Dataset entries

--- begin ---

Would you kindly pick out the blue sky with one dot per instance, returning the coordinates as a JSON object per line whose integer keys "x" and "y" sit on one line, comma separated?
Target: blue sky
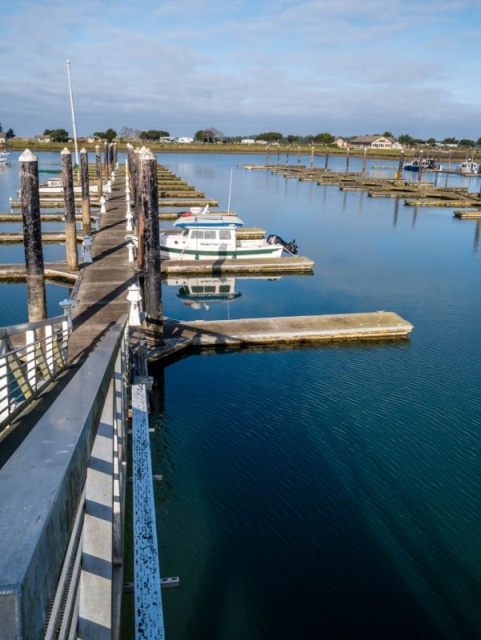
{"x": 348, "y": 67}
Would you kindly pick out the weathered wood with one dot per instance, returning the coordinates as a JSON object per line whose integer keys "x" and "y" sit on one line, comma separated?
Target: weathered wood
{"x": 29, "y": 195}
{"x": 70, "y": 223}
{"x": 84, "y": 176}
{"x": 152, "y": 287}
{"x": 98, "y": 170}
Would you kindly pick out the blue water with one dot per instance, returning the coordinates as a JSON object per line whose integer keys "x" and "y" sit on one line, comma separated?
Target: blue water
{"x": 328, "y": 492}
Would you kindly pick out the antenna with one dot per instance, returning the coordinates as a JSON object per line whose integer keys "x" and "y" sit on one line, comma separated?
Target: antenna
{"x": 73, "y": 113}
{"x": 230, "y": 191}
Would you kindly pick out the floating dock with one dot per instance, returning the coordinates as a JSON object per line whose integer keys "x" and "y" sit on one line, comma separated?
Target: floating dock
{"x": 378, "y": 325}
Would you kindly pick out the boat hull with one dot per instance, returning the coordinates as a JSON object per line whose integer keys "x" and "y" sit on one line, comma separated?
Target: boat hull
{"x": 173, "y": 253}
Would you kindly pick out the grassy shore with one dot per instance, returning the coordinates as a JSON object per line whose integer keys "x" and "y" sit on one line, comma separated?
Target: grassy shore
{"x": 294, "y": 150}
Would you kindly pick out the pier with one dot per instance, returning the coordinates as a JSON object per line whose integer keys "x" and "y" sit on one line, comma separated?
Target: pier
{"x": 66, "y": 428}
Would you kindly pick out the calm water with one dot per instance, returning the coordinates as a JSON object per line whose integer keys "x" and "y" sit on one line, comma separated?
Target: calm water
{"x": 330, "y": 492}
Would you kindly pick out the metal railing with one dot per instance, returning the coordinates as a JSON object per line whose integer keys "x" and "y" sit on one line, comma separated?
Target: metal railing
{"x": 31, "y": 356}
{"x": 62, "y": 507}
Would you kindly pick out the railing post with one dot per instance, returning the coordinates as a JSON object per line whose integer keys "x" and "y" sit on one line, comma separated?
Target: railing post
{"x": 4, "y": 387}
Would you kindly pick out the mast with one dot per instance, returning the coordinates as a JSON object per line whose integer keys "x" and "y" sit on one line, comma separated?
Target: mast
{"x": 73, "y": 113}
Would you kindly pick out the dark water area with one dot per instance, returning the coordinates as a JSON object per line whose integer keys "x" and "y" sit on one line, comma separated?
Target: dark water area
{"x": 327, "y": 492}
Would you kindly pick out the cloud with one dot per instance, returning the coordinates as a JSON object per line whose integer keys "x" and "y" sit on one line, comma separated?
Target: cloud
{"x": 303, "y": 67}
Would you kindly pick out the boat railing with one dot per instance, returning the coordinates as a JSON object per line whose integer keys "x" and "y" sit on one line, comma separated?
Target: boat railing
{"x": 31, "y": 356}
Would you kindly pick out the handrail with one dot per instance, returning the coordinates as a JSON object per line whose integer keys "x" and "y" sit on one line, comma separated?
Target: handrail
{"x": 61, "y": 515}
{"x": 32, "y": 354}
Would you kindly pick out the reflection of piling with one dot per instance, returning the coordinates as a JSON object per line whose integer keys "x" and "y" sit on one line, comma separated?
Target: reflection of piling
{"x": 32, "y": 232}
{"x": 69, "y": 201}
{"x": 401, "y": 164}
{"x": 150, "y": 214}
{"x": 84, "y": 176}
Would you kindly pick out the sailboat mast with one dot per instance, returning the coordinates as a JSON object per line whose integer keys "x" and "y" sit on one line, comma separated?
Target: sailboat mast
{"x": 73, "y": 113}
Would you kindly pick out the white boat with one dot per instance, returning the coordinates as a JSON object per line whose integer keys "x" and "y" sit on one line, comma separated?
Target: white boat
{"x": 470, "y": 167}
{"x": 211, "y": 243}
{"x": 198, "y": 217}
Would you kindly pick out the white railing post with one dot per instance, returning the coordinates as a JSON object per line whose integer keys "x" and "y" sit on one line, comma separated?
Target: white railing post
{"x": 4, "y": 387}
{"x": 30, "y": 337}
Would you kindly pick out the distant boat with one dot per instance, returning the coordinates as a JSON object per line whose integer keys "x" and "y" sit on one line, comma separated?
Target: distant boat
{"x": 212, "y": 243}
{"x": 426, "y": 165}
{"x": 470, "y": 168}
{"x": 198, "y": 217}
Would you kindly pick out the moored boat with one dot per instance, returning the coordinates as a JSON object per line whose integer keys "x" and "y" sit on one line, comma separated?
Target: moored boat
{"x": 198, "y": 217}
{"x": 197, "y": 243}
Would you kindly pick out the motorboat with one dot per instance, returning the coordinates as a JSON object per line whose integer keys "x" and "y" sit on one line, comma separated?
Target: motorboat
{"x": 426, "y": 165}
{"x": 198, "y": 217}
{"x": 211, "y": 243}
{"x": 470, "y": 168}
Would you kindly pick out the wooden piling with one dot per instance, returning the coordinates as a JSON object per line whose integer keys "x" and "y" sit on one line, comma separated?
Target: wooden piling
{"x": 69, "y": 201}
{"x": 98, "y": 171}
{"x": 152, "y": 285}
{"x": 84, "y": 178}
{"x": 32, "y": 231}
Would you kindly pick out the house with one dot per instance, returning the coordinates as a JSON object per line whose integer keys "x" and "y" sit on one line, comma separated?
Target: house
{"x": 373, "y": 142}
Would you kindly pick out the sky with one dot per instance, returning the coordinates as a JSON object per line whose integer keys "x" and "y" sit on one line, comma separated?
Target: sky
{"x": 300, "y": 67}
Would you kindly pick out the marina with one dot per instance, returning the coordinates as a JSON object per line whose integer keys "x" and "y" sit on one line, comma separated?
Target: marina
{"x": 340, "y": 464}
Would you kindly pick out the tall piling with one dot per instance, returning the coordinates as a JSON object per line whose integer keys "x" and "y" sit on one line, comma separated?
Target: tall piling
{"x": 98, "y": 171}
{"x": 152, "y": 285}
{"x": 84, "y": 177}
{"x": 71, "y": 258}
{"x": 32, "y": 233}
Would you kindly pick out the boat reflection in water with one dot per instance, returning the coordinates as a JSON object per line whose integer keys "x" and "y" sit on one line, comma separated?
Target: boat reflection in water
{"x": 202, "y": 291}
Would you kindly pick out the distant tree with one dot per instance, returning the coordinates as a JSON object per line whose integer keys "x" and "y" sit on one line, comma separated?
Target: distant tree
{"x": 57, "y": 135}
{"x": 405, "y": 139}
{"x": 128, "y": 132}
{"x": 110, "y": 134}
{"x": 324, "y": 138}
{"x": 270, "y": 136}
{"x": 209, "y": 134}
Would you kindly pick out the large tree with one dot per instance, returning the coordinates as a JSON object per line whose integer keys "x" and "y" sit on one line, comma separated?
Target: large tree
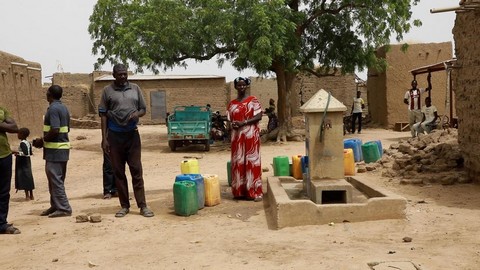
{"x": 283, "y": 37}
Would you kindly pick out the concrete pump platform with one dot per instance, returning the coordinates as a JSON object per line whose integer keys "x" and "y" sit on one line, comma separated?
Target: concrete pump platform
{"x": 354, "y": 199}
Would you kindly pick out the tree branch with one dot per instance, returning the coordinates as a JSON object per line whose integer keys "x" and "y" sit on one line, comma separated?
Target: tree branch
{"x": 322, "y": 10}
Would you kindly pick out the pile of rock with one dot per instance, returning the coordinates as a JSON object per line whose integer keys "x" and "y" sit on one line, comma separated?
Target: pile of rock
{"x": 432, "y": 158}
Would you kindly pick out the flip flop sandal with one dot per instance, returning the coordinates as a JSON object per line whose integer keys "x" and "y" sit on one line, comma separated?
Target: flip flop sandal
{"x": 11, "y": 230}
{"x": 123, "y": 212}
{"x": 146, "y": 212}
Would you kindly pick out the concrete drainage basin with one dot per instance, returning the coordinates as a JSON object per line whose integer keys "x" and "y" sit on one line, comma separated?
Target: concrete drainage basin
{"x": 352, "y": 199}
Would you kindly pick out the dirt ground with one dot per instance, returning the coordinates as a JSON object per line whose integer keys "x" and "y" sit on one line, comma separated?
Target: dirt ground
{"x": 442, "y": 221}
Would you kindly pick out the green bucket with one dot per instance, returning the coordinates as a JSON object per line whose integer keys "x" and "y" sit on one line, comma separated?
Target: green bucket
{"x": 185, "y": 198}
{"x": 281, "y": 166}
{"x": 370, "y": 152}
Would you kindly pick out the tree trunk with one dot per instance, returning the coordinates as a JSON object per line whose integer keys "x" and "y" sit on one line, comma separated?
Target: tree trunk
{"x": 284, "y": 87}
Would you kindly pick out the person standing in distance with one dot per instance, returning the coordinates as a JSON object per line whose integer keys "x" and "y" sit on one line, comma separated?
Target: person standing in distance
{"x": 357, "y": 109}
{"x": 56, "y": 152}
{"x": 413, "y": 99}
{"x": 7, "y": 125}
{"x": 121, "y": 105}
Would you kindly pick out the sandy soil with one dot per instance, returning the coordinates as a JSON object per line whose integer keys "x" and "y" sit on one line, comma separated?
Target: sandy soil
{"x": 443, "y": 221}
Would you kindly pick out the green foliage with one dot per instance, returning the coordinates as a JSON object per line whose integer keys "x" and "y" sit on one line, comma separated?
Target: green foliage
{"x": 260, "y": 34}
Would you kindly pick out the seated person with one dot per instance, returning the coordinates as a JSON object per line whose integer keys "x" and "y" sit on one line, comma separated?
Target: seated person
{"x": 429, "y": 119}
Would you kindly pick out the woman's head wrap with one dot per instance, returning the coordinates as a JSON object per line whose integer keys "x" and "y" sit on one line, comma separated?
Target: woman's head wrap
{"x": 245, "y": 79}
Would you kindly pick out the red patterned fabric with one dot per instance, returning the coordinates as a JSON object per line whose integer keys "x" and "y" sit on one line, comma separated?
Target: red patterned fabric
{"x": 246, "y": 166}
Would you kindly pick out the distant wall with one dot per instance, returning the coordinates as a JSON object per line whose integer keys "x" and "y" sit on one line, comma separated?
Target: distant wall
{"x": 386, "y": 89}
{"x": 21, "y": 92}
{"x": 342, "y": 88}
{"x": 178, "y": 92}
{"x": 467, "y": 87}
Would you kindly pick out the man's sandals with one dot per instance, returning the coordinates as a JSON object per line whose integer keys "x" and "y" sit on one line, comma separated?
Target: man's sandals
{"x": 123, "y": 212}
{"x": 10, "y": 230}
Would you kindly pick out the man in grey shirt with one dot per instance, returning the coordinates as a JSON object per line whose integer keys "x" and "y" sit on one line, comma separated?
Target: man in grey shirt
{"x": 120, "y": 107}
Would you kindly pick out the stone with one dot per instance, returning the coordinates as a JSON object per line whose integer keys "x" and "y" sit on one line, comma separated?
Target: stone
{"x": 95, "y": 218}
{"x": 81, "y": 218}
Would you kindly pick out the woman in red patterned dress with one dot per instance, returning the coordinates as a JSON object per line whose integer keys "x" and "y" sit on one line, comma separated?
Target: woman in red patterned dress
{"x": 244, "y": 114}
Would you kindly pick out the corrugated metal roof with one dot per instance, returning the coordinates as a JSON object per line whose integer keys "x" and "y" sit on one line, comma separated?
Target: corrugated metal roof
{"x": 159, "y": 77}
{"x": 434, "y": 67}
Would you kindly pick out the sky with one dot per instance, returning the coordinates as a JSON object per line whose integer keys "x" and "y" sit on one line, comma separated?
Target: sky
{"x": 54, "y": 33}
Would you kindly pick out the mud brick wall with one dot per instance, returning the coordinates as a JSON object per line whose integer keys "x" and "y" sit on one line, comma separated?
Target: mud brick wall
{"x": 21, "y": 93}
{"x": 386, "y": 89}
{"x": 467, "y": 88}
{"x": 342, "y": 87}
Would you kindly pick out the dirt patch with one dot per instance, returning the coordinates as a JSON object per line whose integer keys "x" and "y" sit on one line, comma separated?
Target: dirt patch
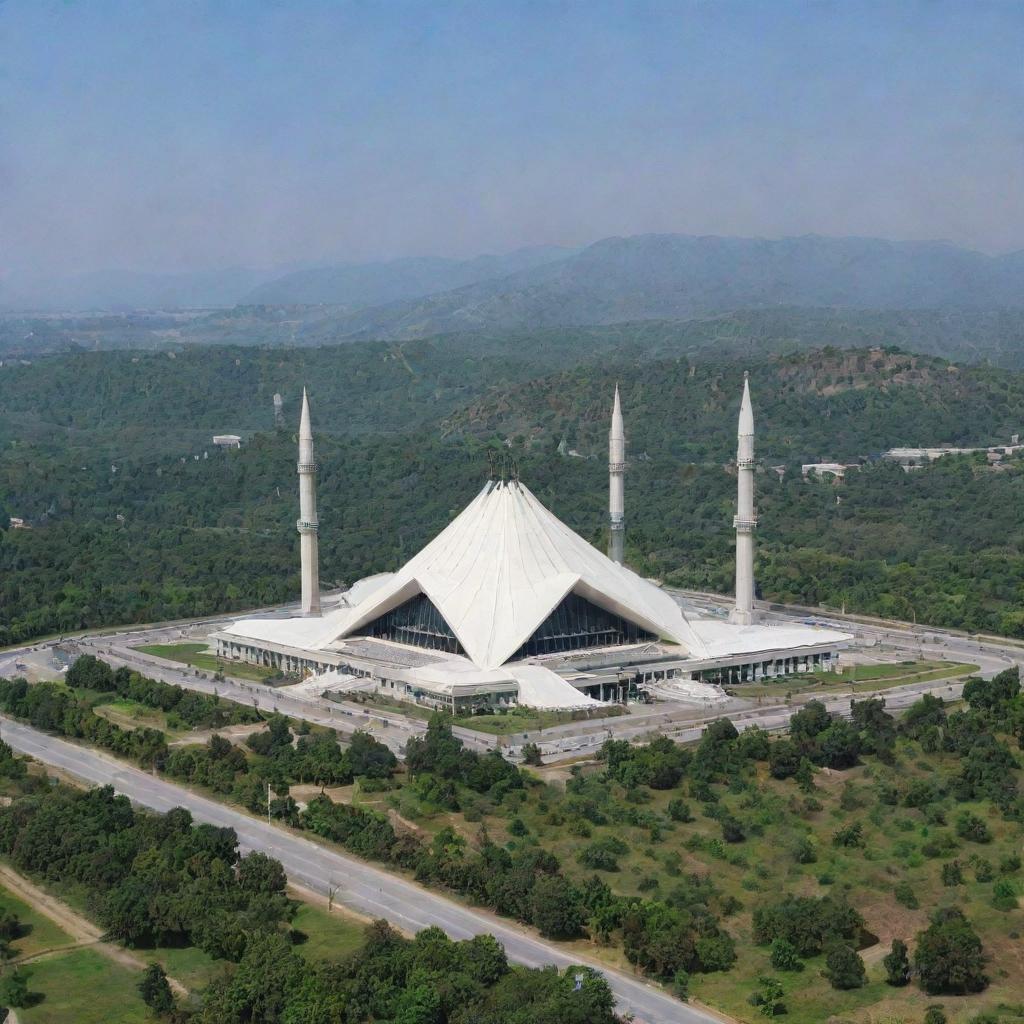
{"x": 81, "y": 929}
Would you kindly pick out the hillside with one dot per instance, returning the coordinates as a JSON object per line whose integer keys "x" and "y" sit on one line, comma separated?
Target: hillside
{"x": 663, "y": 276}
{"x": 104, "y": 457}
{"x": 360, "y": 285}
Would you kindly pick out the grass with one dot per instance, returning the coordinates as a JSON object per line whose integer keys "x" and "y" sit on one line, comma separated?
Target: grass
{"x": 199, "y": 656}
{"x": 523, "y": 720}
{"x": 39, "y": 932}
{"x": 860, "y": 679}
{"x": 132, "y": 715}
{"x": 85, "y": 987}
{"x": 775, "y": 814}
{"x": 329, "y": 936}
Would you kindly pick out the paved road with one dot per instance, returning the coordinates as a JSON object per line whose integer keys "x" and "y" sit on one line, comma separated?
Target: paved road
{"x": 369, "y": 890}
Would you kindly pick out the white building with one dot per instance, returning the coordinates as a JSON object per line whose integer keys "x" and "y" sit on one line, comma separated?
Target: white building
{"x": 508, "y": 604}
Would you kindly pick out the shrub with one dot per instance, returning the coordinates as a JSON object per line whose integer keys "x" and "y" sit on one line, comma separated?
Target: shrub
{"x": 949, "y": 957}
{"x": 844, "y": 968}
{"x": 970, "y": 826}
{"x": 784, "y": 955}
{"x": 905, "y": 895}
{"x": 897, "y": 965}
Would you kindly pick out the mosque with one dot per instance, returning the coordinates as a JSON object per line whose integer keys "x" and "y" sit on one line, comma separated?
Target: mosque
{"x": 508, "y": 605}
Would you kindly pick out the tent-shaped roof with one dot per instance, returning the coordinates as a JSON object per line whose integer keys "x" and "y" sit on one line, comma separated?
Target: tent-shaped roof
{"x": 501, "y": 567}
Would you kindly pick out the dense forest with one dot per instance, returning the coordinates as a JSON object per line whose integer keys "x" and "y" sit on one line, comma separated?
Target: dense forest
{"x": 164, "y": 881}
{"x": 135, "y": 516}
{"x": 751, "y": 870}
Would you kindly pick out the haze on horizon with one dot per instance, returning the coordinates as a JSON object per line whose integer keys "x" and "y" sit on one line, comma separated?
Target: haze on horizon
{"x": 173, "y": 136}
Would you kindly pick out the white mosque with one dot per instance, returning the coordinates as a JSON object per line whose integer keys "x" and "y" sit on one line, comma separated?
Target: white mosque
{"x": 508, "y": 605}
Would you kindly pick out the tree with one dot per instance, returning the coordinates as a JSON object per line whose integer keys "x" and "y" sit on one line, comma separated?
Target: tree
{"x": 531, "y": 755}
{"x": 557, "y": 912}
{"x": 844, "y": 968}
{"x": 783, "y": 759}
{"x": 897, "y": 964}
{"x": 155, "y": 989}
{"x": 784, "y": 955}
{"x": 949, "y": 957}
{"x": 970, "y": 826}
{"x": 769, "y": 996}
{"x": 14, "y": 990}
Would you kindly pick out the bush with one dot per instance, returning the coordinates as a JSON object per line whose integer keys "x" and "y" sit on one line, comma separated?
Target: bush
{"x": 905, "y": 895}
{"x": 679, "y": 810}
{"x": 784, "y": 955}
{"x": 844, "y": 968}
{"x": 1004, "y": 895}
{"x": 949, "y": 957}
{"x": 897, "y": 965}
{"x": 602, "y": 854}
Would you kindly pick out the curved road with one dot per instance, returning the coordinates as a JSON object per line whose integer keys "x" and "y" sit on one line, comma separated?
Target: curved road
{"x": 369, "y": 890}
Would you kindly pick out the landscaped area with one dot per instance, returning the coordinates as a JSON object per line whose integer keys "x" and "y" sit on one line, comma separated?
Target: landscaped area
{"x": 200, "y": 656}
{"x": 505, "y": 723}
{"x": 858, "y": 678}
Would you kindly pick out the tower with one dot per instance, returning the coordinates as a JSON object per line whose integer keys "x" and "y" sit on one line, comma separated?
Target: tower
{"x": 307, "y": 524}
{"x": 744, "y": 520}
{"x": 616, "y": 470}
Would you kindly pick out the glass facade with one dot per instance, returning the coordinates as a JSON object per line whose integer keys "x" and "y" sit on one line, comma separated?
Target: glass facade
{"x": 578, "y": 624}
{"x": 418, "y": 623}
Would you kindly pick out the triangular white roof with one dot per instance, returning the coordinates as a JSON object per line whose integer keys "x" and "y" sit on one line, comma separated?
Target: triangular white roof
{"x": 495, "y": 573}
{"x": 503, "y": 565}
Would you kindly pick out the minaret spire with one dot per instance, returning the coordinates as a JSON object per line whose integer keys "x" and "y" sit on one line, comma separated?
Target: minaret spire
{"x": 307, "y": 524}
{"x": 744, "y": 520}
{"x": 616, "y": 469}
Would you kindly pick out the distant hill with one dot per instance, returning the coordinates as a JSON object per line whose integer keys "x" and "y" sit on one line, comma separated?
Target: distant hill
{"x": 667, "y": 276}
{"x": 129, "y": 290}
{"x": 360, "y": 285}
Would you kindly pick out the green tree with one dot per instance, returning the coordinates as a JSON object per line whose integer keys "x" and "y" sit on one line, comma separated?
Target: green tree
{"x": 897, "y": 964}
{"x": 156, "y": 990}
{"x": 949, "y": 957}
{"x": 844, "y": 968}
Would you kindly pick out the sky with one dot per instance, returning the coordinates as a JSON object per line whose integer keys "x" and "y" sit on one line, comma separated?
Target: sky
{"x": 195, "y": 134}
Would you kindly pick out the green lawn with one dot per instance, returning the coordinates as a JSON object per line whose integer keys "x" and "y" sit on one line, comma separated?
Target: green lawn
{"x": 861, "y": 678}
{"x": 199, "y": 656}
{"x": 39, "y": 932}
{"x": 330, "y": 936}
{"x": 84, "y": 987}
{"x": 133, "y": 715}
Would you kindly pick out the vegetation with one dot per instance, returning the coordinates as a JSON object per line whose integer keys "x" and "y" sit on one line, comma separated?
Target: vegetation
{"x": 159, "y": 878}
{"x": 135, "y": 518}
{"x": 627, "y": 854}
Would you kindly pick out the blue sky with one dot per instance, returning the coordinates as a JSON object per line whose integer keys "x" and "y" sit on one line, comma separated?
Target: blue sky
{"x": 192, "y": 134}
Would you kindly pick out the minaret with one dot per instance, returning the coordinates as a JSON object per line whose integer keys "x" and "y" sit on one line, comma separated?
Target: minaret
{"x": 616, "y": 469}
{"x": 307, "y": 524}
{"x": 744, "y": 520}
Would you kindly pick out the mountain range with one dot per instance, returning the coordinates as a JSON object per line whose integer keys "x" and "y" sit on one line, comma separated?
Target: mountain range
{"x": 616, "y": 280}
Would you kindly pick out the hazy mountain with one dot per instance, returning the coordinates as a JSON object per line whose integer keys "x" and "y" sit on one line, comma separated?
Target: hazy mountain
{"x": 129, "y": 290}
{"x": 359, "y": 285}
{"x": 664, "y": 276}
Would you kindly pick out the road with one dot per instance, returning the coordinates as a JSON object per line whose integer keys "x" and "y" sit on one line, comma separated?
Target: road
{"x": 368, "y": 890}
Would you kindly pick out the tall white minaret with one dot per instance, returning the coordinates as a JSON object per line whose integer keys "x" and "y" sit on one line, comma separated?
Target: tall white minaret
{"x": 307, "y": 524}
{"x": 744, "y": 520}
{"x": 616, "y": 469}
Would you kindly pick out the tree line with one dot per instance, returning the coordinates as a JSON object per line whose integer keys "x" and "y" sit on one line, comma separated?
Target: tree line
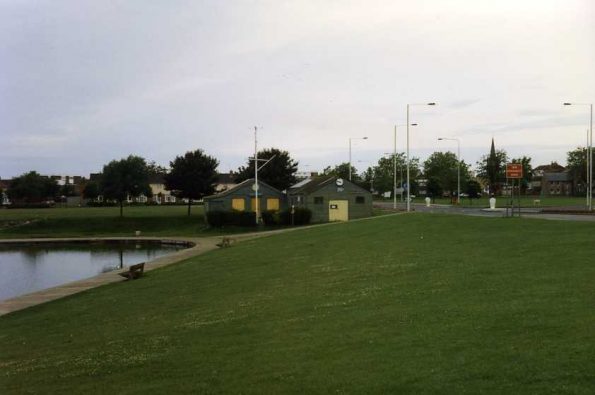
{"x": 193, "y": 175}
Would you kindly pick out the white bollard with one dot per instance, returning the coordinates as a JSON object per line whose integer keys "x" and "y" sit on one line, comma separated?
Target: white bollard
{"x": 492, "y": 203}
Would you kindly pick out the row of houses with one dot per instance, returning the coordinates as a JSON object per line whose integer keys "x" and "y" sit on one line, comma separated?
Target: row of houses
{"x": 159, "y": 193}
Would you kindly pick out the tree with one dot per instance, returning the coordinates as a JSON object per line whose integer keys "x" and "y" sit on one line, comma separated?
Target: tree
{"x": 527, "y": 172}
{"x": 342, "y": 171}
{"x": 492, "y": 168}
{"x": 473, "y": 190}
{"x": 433, "y": 188}
{"x": 192, "y": 176}
{"x": 443, "y": 168}
{"x": 278, "y": 173}
{"x": 32, "y": 187}
{"x": 576, "y": 162}
{"x": 123, "y": 178}
{"x": 91, "y": 190}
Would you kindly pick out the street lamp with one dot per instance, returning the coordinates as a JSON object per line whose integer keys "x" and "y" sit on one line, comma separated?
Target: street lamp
{"x": 353, "y": 138}
{"x": 458, "y": 165}
{"x": 395, "y": 168}
{"x": 589, "y": 155}
{"x": 408, "y": 181}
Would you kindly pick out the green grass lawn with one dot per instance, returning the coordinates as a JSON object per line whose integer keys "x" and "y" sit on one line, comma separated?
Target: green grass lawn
{"x": 105, "y": 221}
{"x": 413, "y": 303}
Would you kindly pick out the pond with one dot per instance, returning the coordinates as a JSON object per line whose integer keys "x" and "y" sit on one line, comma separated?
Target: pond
{"x": 26, "y": 268}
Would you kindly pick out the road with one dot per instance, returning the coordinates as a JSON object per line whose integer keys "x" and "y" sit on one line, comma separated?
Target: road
{"x": 483, "y": 212}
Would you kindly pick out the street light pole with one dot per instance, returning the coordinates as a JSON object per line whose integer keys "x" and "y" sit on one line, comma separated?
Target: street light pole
{"x": 408, "y": 181}
{"x": 458, "y": 165}
{"x": 256, "y": 173}
{"x": 589, "y": 155}
{"x": 395, "y": 168}
{"x": 353, "y": 138}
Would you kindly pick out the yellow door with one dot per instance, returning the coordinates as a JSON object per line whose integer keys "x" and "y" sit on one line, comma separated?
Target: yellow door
{"x": 272, "y": 204}
{"x": 338, "y": 210}
{"x": 238, "y": 204}
{"x": 253, "y": 204}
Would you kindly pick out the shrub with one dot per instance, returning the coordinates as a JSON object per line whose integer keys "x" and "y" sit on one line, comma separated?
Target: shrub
{"x": 301, "y": 216}
{"x": 270, "y": 217}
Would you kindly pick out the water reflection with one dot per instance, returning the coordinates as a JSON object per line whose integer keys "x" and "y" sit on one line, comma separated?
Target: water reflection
{"x": 29, "y": 268}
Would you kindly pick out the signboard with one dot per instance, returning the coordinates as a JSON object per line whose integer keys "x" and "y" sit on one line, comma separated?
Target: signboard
{"x": 514, "y": 170}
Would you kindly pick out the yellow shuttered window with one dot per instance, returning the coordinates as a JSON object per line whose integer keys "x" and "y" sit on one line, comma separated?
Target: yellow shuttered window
{"x": 238, "y": 204}
{"x": 272, "y": 204}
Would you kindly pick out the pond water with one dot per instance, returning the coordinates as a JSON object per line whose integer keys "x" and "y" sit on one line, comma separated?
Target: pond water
{"x": 26, "y": 268}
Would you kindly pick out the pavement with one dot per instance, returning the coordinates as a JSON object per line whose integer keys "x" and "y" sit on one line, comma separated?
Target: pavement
{"x": 526, "y": 212}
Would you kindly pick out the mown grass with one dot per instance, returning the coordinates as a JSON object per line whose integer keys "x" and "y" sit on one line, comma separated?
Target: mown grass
{"x": 398, "y": 304}
{"x": 105, "y": 221}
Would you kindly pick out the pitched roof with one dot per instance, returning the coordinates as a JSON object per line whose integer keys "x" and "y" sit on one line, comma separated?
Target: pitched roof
{"x": 318, "y": 182}
{"x": 226, "y": 178}
{"x": 239, "y": 186}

--- end ---

**Task instructions:**
Keep only the lines from the one containing "Would you kindly pick out the signboard" to the end of the entries, and repeat them exactly.

**Complete output:**
Would you kindly pick out the signboard with one dot per instance, returning the coordinates as a JSON object per line whose integer keys "x" and "y" sit on one line, comma separated?
Target: signboard
{"x": 514, "y": 170}
Would you kindly pick out the yellow shuttered window with one dot per instance, returning the coordinates as a JSON object per line whose integer keys "x" and "y" sit on one line, comma separated?
Target: yellow shuttered window
{"x": 238, "y": 204}
{"x": 272, "y": 204}
Would you kindly pick out the pond water with one dot per instance, returning the coordinates as a JSON object per line whose integer keys "x" and "y" sit on one line, comma separated?
Target: pond water
{"x": 26, "y": 268}
Would you kindly pick out the pavement with one dot per instance, returning the coordinates as a JSON object per line whose integer keys "x" and "y" sit on one line, comma separated?
Target: pavement
{"x": 526, "y": 212}
Would you kindly pick out the mown grass with one dot per instance, returning the coordinates as a JSON object per line whose integer keys "x" and "y" sit on one line, comma separated?
Target: mown grass
{"x": 398, "y": 304}
{"x": 105, "y": 221}
Would you kindly pick out the pitched roof with one dot per instance, returning the coordinates as a JSON object per line whose integer keys "x" and "y" sit on one line, comma separated?
Target: pitched roof
{"x": 318, "y": 182}
{"x": 226, "y": 178}
{"x": 239, "y": 186}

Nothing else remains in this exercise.